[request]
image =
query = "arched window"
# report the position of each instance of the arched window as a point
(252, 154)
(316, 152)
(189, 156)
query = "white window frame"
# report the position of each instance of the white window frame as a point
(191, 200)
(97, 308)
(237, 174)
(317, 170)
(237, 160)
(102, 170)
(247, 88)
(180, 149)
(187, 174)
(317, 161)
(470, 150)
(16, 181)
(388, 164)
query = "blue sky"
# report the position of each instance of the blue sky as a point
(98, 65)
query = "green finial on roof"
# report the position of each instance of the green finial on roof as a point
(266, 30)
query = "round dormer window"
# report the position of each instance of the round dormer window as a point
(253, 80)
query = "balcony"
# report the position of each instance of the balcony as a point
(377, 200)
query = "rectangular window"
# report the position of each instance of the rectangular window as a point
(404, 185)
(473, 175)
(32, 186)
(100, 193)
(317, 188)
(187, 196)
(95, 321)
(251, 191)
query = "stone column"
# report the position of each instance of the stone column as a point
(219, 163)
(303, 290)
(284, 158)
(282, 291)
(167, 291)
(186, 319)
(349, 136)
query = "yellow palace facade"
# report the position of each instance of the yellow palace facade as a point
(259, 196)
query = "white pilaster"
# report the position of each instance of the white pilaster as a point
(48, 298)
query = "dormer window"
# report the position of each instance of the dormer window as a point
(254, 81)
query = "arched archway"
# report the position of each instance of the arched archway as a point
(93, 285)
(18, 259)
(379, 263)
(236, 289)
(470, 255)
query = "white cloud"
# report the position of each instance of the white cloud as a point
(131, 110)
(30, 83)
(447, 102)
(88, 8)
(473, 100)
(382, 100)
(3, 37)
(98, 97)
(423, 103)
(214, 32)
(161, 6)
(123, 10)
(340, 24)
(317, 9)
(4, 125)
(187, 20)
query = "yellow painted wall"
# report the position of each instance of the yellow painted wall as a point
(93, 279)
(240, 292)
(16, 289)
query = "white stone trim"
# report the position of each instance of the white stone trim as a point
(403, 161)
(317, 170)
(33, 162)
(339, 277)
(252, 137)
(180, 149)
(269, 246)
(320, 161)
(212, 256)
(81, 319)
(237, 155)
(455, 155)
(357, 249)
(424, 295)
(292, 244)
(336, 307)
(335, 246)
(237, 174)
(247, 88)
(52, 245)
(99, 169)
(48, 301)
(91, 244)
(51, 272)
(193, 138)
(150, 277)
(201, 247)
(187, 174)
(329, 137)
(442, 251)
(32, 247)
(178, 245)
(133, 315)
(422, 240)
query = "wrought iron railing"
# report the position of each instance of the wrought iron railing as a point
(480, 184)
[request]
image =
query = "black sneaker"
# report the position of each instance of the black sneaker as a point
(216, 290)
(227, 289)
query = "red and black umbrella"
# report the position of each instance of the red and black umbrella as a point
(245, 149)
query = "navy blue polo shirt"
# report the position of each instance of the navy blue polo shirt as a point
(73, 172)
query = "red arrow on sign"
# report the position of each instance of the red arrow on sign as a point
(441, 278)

────────

The records above should be printed in full, exactly as they appear.

[request]
image =
query = "arched window"
# report the position of each instance of the arched window as a point
(252, 154)
(316, 152)
(189, 156)
query = "white window frame"
# report the position of each instance of the white window frame as a point
(191, 200)
(97, 308)
(237, 174)
(317, 170)
(237, 160)
(102, 170)
(247, 88)
(180, 149)
(187, 174)
(317, 161)
(470, 150)
(16, 181)
(388, 164)
query = "blue sky"
# report the position of each instance of the blue sky as a point
(98, 65)
query = "green finial on roof"
# report the position of each instance of the green finial on roof as a point
(266, 30)
query = "round dormer window"
# report the position of each instance of the round dormer window as a point
(253, 80)
query = "balcony"
# report the position of each instance of the balcony as a point
(377, 200)
query = "rectangular window"
# report the position of each instance of the rectangular window as a point
(404, 185)
(473, 175)
(32, 186)
(100, 193)
(317, 188)
(187, 196)
(95, 321)
(251, 191)
query = "stone column"
# report the position of each instance of the stone column as a point
(219, 163)
(303, 290)
(284, 158)
(282, 291)
(167, 291)
(186, 319)
(349, 136)
query = "yellow palace facade"
# report the position of each instance of the yellow palace facade as a point
(259, 196)
query = "white pilaster"
# report the position of each instance of the white pilaster as a point
(48, 298)
query = "dormer window"
# report the position of each instance of the dormer window as a point
(254, 81)
query = "arched archway"
# report the position of each instance of the arched archway as a point
(93, 285)
(18, 259)
(379, 263)
(236, 289)
(470, 255)
query = "white cloud"
# report the position of each instance of the white cloud as a point
(131, 110)
(30, 83)
(447, 102)
(88, 8)
(473, 100)
(382, 100)
(3, 37)
(98, 97)
(423, 103)
(214, 32)
(161, 6)
(123, 10)
(340, 24)
(317, 9)
(4, 125)
(187, 20)
query = "yellow painted wall"
# report the position of each instance of the yellow painted wall as a point
(93, 279)
(240, 292)
(16, 289)
query = "white stone trim"
# report the position of each instance of the white stone trim as a point
(403, 161)
(317, 170)
(33, 162)
(339, 277)
(252, 137)
(180, 149)
(269, 246)
(320, 161)
(212, 256)
(81, 319)
(237, 155)
(455, 155)
(357, 249)
(424, 295)
(292, 244)
(336, 307)
(335, 246)
(237, 174)
(247, 88)
(52, 245)
(99, 169)
(48, 301)
(91, 244)
(51, 272)
(193, 138)
(150, 277)
(201, 247)
(187, 174)
(329, 137)
(442, 251)
(32, 247)
(178, 245)
(133, 315)
(422, 240)
query = "wrought iron railing"
# report the position of each instance of the wrought iron railing as a point
(480, 184)
[request]
image =
query = "black sneaker"
# report the position of each instance of the black sneaker as a point
(216, 290)
(227, 289)
query = "red and black umbrella"
# report the position of each instance of the red and black umbrella as a point
(245, 149)
query = "navy blue polo shirt"
# report the position of each instance of the navy blue polo shirt as a point
(73, 172)
query = "red arrow on sign"
# report the position of each instance of the red arrow on sign as a point
(441, 278)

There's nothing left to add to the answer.